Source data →
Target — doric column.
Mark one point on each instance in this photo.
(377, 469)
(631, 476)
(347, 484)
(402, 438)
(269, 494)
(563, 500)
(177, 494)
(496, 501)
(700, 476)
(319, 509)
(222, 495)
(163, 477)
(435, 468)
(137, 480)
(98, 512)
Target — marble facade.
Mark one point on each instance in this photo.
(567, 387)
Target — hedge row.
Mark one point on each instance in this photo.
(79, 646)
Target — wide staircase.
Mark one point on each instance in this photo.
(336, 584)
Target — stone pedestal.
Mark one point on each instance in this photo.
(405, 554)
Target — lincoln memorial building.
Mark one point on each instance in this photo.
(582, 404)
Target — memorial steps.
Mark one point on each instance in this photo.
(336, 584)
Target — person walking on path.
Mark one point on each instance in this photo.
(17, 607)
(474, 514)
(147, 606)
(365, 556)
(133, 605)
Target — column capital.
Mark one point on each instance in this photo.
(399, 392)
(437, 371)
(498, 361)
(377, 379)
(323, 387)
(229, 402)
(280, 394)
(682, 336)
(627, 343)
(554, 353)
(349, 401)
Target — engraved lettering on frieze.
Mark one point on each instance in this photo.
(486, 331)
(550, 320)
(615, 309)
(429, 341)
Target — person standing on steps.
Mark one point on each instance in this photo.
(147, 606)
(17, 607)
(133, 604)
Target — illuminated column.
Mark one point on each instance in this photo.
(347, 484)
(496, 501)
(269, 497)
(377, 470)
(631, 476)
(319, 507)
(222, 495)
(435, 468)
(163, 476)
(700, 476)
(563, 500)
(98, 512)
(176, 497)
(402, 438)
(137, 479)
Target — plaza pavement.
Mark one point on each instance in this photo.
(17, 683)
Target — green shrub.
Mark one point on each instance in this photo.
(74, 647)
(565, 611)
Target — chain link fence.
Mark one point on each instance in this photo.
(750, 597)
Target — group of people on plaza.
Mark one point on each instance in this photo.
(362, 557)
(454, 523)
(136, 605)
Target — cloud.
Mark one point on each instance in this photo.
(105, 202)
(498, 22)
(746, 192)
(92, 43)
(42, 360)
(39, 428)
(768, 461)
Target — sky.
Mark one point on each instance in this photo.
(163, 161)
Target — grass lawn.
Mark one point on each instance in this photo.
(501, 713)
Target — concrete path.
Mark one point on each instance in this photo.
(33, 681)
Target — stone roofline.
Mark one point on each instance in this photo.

The task →
Among the entries above, which lines include "stone"? List them all.

Solution to the exercise →
Target — stone pedestal.
Target — stone roofline.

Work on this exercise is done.